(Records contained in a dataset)
==================================================
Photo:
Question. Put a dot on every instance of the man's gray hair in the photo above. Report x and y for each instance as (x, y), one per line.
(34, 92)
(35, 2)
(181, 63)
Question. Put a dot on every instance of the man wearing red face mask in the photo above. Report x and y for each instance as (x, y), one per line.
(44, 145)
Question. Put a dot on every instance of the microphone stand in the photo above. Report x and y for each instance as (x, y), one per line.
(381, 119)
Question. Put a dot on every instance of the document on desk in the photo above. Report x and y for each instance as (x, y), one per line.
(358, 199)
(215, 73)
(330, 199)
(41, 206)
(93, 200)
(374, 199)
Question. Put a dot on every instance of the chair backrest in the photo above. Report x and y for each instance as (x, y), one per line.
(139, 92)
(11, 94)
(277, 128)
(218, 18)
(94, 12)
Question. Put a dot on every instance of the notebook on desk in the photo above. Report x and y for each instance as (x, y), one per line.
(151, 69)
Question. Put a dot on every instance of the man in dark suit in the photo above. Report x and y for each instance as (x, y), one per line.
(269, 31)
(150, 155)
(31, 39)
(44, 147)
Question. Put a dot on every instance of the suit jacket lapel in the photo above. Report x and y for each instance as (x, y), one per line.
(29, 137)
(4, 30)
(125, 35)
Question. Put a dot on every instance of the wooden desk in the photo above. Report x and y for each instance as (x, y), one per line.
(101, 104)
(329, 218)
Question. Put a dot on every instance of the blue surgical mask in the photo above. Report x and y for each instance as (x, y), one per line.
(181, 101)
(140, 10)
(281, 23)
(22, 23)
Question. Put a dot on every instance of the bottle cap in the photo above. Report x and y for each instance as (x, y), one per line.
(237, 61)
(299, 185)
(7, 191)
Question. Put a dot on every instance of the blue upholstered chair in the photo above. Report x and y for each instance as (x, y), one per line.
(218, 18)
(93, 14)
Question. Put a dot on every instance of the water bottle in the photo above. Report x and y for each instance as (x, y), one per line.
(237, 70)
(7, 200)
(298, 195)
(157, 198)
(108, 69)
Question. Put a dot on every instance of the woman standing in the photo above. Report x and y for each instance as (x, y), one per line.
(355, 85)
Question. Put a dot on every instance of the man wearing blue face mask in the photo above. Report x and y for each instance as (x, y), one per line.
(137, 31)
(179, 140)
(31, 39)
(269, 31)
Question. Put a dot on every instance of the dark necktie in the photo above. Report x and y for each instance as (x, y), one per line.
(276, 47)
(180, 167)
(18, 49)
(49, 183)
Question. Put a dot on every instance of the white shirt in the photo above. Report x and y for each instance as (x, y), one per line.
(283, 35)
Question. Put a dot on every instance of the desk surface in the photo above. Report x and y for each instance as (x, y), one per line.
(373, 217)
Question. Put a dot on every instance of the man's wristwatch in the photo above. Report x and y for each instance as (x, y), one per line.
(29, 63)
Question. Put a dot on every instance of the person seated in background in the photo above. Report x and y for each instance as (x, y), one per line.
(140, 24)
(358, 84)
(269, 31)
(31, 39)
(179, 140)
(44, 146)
==================================================
Assignment
Could you retype every line of the data exactly?

Written reply
Photo:
Question. Put a dot on every instance of the man's gray hair in the photo above. Report x and y for each instance as (x, y), one per line.
(34, 92)
(35, 2)
(181, 63)
Question. Put a dot on every instance of the man wearing red face mask in the photo above. Report x and y for each instance as (x, y), one per line.
(44, 145)
Question. Put a dot on every instance of the microphone stand in the photo above. Report x and y for each instance as (x, y), one per line.
(381, 119)
Question. Put a dot on every instance of the document on desk in the photo above. Report x and y for each instance as (x, y), one per line.
(358, 199)
(215, 73)
(330, 199)
(41, 206)
(93, 200)
(374, 199)
Question. Put a dot on every instance of the chair backrest in the photo above. Report x and y for each instance as (x, y), one per line.
(139, 92)
(11, 94)
(277, 128)
(218, 18)
(94, 12)
Question. Put a dot on every instance of the notebook on desk in the photo above. Report x and y for each instance as (x, y), one per line.
(151, 69)
Question. Put a dot on every instance of the man in dark suit in the photo above. Report x and y for each instance as (x, y), one per line.
(269, 31)
(150, 155)
(31, 39)
(44, 147)
Question. Put a dot on every instance of the suit jacket lapel in the photo above. Report x and y for each instance as (x, y), one per line.
(29, 137)
(4, 30)
(125, 35)
Question. Put a dot on every instance of the wooden desk in the photo above. Report x and y for each instance as (x, y), one per line.
(101, 104)
(329, 218)
Question. Put a dot on every instance of the blue surgical mask in the photo above. Report x and y for each instance as (x, y), one per line.
(181, 101)
(140, 10)
(281, 23)
(22, 23)
Question. Put a dot on every instance of the bottle cap in the photo above. Report x and y for each instance as (x, y), one per line.
(237, 61)
(299, 185)
(7, 191)
Question. Put a dot on every instance of the blue upholstered chair in the photo above. Report x and y for each instance as (x, y), one per line.
(218, 18)
(93, 14)
Question. Put a dot on every instance of the water bottle in the photo above. Report x and y for each instance as (x, y), one per line.
(237, 70)
(7, 200)
(298, 195)
(157, 198)
(108, 69)
Question. Put a dot on every instance of the woman standing in the photo above. Report x and y for each instance as (x, y), one per line.
(355, 85)
Question. Put a dot on every instance of the man wearing blue face mask in the photo above. Report x and y for each instance as (x, y), one per line.
(137, 31)
(179, 140)
(31, 39)
(269, 31)
Question. Put a dot on every instance of the dark necktie in the photo above. Report x and y for each instance as (x, y), one per line.
(276, 47)
(180, 167)
(18, 49)
(49, 183)
Question. Put a dot on every instance of the white shirt in the photo above. Report x and y for each instance as (x, y), one per line.
(283, 35)
Question. Put a dot on every instance of the desk surface in the photo above. Report x and y for each instance as (x, y), one per line.
(373, 217)
Question. Put a dot on every instance of the man's wristwatch in the photo above. Report x and y for each instance as (x, y), one per line.
(29, 63)
Question. Put a dot on every instance of the person seated in background in the photo above. Report x and y for each instance as (x, y), one per line.
(140, 24)
(358, 84)
(269, 31)
(31, 39)
(179, 140)
(44, 146)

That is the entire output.